## Description of the task
Take the line containing "the cap brim" and all lines after it to the end of the records, and output them exactly.

## Stored data entries
++++++

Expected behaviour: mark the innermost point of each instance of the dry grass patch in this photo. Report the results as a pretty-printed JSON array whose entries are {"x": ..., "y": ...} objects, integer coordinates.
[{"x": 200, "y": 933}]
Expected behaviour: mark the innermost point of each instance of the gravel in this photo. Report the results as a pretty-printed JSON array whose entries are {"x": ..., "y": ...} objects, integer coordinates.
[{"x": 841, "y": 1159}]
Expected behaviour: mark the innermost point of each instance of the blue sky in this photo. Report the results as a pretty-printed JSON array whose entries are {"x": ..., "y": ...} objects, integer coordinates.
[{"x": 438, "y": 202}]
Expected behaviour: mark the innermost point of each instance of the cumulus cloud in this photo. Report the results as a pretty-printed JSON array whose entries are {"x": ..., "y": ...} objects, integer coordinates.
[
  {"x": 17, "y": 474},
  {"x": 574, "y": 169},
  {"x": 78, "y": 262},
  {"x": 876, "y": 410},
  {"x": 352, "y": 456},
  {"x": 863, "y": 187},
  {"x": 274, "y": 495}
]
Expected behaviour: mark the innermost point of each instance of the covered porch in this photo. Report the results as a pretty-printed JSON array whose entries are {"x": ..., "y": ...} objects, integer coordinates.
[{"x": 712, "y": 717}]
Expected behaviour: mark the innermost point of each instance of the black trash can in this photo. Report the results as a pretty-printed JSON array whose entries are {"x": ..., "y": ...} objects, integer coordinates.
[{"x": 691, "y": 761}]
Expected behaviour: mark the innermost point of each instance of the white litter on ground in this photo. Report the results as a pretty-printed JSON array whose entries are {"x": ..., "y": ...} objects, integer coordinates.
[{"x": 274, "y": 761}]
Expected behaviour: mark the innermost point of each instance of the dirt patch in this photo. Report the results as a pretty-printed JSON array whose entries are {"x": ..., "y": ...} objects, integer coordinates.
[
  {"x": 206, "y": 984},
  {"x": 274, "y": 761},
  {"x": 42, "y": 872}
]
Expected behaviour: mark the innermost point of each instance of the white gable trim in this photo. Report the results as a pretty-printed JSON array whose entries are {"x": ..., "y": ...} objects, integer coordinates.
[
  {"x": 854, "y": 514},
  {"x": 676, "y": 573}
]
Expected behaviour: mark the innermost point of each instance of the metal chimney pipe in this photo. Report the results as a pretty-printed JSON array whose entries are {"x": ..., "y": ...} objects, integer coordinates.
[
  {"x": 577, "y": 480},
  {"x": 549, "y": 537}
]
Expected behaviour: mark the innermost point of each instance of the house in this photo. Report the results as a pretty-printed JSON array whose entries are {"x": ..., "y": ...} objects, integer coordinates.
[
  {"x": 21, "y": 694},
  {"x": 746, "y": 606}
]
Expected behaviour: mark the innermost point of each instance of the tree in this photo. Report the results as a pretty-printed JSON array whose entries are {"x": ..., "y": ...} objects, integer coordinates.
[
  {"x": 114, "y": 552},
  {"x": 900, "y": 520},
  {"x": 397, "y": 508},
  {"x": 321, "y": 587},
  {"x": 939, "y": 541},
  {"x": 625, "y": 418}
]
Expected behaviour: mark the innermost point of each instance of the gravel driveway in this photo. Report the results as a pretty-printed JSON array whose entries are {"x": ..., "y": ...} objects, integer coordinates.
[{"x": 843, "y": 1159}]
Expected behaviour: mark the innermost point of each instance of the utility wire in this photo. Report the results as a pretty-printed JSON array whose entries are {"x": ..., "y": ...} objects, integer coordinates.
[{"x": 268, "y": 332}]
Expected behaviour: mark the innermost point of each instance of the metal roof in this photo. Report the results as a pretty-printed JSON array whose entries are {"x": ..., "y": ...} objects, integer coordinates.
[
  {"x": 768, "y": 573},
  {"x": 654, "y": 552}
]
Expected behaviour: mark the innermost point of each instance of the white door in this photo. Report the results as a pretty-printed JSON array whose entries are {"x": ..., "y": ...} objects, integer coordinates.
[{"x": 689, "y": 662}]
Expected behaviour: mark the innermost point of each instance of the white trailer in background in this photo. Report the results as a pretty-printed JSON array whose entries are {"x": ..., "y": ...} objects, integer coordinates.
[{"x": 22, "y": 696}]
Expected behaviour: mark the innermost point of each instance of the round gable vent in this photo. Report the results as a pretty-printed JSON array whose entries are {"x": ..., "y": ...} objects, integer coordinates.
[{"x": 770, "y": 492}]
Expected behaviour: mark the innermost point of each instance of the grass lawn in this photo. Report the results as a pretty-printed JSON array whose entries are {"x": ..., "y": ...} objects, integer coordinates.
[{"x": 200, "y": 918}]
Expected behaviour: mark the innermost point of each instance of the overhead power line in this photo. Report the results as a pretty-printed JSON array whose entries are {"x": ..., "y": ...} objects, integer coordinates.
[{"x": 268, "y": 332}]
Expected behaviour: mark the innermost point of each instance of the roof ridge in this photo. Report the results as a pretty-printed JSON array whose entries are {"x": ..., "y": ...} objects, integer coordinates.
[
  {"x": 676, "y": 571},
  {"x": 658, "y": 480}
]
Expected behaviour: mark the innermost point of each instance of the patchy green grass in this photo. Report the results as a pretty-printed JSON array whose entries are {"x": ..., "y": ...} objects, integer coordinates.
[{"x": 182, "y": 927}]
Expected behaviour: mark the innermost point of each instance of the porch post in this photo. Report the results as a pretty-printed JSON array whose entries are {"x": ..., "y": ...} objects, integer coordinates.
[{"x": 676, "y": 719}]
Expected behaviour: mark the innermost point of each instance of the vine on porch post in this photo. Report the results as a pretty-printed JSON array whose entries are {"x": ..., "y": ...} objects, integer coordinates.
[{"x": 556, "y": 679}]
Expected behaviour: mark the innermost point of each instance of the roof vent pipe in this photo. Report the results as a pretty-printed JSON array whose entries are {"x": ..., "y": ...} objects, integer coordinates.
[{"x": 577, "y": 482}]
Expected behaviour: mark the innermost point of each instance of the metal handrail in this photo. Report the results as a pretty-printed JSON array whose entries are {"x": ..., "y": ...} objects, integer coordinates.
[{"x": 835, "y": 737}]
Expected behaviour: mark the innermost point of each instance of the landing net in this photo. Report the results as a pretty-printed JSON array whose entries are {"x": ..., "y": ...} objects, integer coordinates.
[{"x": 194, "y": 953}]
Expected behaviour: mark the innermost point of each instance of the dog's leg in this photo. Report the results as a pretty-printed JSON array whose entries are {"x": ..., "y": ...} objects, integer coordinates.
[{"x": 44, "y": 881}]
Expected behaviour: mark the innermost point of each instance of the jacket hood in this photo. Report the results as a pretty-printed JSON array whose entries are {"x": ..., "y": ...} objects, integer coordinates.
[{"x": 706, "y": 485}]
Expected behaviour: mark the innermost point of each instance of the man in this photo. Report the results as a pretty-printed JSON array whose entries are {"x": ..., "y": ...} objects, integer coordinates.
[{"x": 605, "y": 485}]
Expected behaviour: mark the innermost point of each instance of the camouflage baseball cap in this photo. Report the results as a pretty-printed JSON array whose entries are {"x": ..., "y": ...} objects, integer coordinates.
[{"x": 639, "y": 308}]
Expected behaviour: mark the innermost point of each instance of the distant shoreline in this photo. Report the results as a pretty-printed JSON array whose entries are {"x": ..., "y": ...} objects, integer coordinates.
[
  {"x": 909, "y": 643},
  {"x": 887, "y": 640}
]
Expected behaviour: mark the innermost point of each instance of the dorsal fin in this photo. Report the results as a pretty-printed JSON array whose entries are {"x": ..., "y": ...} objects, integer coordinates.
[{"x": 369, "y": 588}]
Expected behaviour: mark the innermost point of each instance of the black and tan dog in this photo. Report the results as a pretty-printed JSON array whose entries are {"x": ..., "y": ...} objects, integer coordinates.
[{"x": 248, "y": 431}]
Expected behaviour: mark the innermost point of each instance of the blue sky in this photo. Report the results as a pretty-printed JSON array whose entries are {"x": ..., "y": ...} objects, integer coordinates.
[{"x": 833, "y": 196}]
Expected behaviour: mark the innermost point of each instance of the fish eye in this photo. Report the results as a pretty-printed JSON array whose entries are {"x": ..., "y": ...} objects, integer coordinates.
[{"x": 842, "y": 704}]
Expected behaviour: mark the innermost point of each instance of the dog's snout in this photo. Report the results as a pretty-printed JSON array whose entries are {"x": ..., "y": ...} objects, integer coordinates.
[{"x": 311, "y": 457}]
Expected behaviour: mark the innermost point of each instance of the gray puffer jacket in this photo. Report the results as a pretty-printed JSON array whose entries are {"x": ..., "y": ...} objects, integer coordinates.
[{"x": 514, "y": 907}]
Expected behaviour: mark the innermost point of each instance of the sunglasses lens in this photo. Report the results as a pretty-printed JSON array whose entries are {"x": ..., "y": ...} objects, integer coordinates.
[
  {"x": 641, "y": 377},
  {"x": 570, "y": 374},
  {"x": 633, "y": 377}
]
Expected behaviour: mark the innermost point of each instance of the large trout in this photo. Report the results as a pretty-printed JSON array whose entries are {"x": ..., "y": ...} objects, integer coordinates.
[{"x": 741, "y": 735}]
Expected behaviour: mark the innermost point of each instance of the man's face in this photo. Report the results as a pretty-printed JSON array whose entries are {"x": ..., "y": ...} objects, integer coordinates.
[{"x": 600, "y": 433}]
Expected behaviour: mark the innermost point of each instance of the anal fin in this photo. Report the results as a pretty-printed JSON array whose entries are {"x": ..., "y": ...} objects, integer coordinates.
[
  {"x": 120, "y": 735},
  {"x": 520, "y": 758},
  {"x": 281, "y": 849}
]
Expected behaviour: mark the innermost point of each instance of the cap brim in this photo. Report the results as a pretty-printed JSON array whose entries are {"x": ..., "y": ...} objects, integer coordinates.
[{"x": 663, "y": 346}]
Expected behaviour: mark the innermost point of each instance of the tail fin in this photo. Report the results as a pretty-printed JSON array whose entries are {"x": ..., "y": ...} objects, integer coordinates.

++++++

## Your solution
Expected behaviour: mark the innermost point of each instance of the cap brim in this photo. Report the results as a pretty-printed JSON array whose entries are {"x": ..., "y": ...} objects, integer coordinates.
[{"x": 663, "y": 346}]
Expected behaviour: mark the innermost point of each instance of the tail fin in this photo. Report the results as a pretty-printed JSON array whose entries are {"x": ..., "y": ...} objects, integer coordinates.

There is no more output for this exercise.